::: Text segment :::

Taking kids to a restaurant is hard, but of course parents have to get out of the house sometimes and live life. And it’s good experience for kids to get out in public, too. But welcoming kids into a restaurant environment is often spoiled by two things: restaurant-goers who have zero tolerance for being around kids and parents who don’t look after their kids in restaurants well enough (or who are having a bad day with their kids).

It would all be okay if people understood that kids are part of our society and deserve to leave the house, too — and if parents set reasonable parameters for behavior when they took their kids out to eat. But there’s little chance of both of those things happening any time soon.

In Blue Ridge, Georgia, one restaurant owner has tried to take the situation into his own hands by threatening to charge the parents of unruly children $50 extra for eating at his place. And people have a lot of feelings about it.

Toccoa Riverside Restaurant offers diners upscale Southern fare in a lovely location right along a riverbank, with indoor and outdoor seating, according to its website. It boasts fresh local ingredients, homemade desserts, a “happy chair” by the river and a country gift shop. It also offers a kids’ menu, which suggests that little ones are welcome.

But, a closer look at the menu reveals an oddity. Along with notes about extra fees (such as a $3 fee for food sharing), there’s a curious line: “Adult surcharge: For adults unable to parent $$$.”

A look on Google Reviews shows that some people who have brought kids to the restaurant have been threatened with an extra charge of $50 because of their kids.

“If you have children, absolutely avoid this place at all costs,” read a review from last week. “Holy moly — the most disrespectful owner made a huge scene in front of the entire restaurant because our children were ‘running through the restaurant’ — they were down by the river. We were told we need to ‘go to Burger King and Walmart’ and that we were bad parents. They have a $50 surcharge for ‘bad children.’ We were a group of 21 and our server was AMAZING and was overly apologetic. Terrible business practice, we will never be back.”

:::

» **Check your understanding**
1) In the restaurant surcharge article, what fee does the menu list for food sharing?
2) Continue the restaurant surcharge article from the end of its last paragraph.

::: Given data :::

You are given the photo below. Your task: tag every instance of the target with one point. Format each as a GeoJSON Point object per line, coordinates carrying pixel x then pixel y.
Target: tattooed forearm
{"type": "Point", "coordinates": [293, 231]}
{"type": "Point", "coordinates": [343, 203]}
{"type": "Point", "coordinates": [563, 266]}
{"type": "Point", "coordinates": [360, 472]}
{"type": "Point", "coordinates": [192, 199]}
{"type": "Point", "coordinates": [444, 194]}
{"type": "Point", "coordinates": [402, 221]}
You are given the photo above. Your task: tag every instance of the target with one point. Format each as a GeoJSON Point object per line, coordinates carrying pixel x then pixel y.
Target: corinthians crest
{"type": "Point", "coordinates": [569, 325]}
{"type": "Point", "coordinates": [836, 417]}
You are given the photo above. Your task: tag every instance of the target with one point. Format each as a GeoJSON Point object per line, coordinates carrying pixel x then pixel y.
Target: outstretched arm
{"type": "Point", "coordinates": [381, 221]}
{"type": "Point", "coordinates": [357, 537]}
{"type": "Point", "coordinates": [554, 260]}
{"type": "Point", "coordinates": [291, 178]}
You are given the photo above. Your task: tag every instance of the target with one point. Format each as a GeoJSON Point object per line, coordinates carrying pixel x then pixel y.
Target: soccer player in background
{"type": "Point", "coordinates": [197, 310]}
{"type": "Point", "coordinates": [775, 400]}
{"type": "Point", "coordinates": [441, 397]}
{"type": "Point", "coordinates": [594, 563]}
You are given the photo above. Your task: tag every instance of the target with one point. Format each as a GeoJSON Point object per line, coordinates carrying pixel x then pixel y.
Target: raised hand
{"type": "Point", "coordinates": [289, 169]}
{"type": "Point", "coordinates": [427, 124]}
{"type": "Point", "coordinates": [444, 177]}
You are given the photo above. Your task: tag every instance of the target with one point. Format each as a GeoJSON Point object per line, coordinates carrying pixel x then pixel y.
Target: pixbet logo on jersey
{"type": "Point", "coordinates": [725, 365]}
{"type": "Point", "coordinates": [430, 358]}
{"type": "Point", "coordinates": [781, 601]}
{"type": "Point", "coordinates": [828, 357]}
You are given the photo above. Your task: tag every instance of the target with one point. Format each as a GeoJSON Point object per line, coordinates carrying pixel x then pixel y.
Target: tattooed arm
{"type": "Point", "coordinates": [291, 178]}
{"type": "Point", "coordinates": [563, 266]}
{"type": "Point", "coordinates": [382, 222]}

:::

» **Answers for the exercise**
1) $3

2)
And they are not the only ones.

“The owner came out and told me he was adding $50 to my bill because of my children’s behavior,” another person wrote. “My kids watched a tablet until the food arrived, ate their food and my wife took them outside while I waited and paid the bill.”

And then a viral thread on Reddit had everyone talking about the policy, including the local news.

WSB-TV in Georgia talked to the owner, Tim Richter, who said that he added the policy during the COVID-19 pandemic. He explained that he didn’t charge the parents in question from the most recent incident, but only gave them a warning because their “nine kids” were “running all over the restaurant.”

“We want parents to be parents,” he told them in an off-camera interview.

Yelp reviews reveal that the owner has had negative interactions with parents about their kids in the past, too.

“Don’t go if you have children,” one review reads. “We were 3 adults, 2 children and our 4mo baby and since we entered to the place they gave us a bad look. Later my wife was rocking the baby (not crying, just to make him sleep) and this ‘manager’ told her that you don’t do that in a fancy restaurant (of course this is not a fancy restaurant) and later moved our stroller in a bad way. Food is not good either.”

“From the moment my family and I walked in we felt not welcomed by an elderly man who was in charge of assigning the tables,” another reads. “He was annoyed by the stroller of my baby and then annoyed because I was walking with my baby inside the restaurant. After a couple of minutes he approached us and moved my stroller violently to ‘make space.’ The food was not good either!”

Hm, this might be a place to skip if you want a family meal... or if you don’t want to support a business owner who seems like he needs some lessons about how not to be rude, too.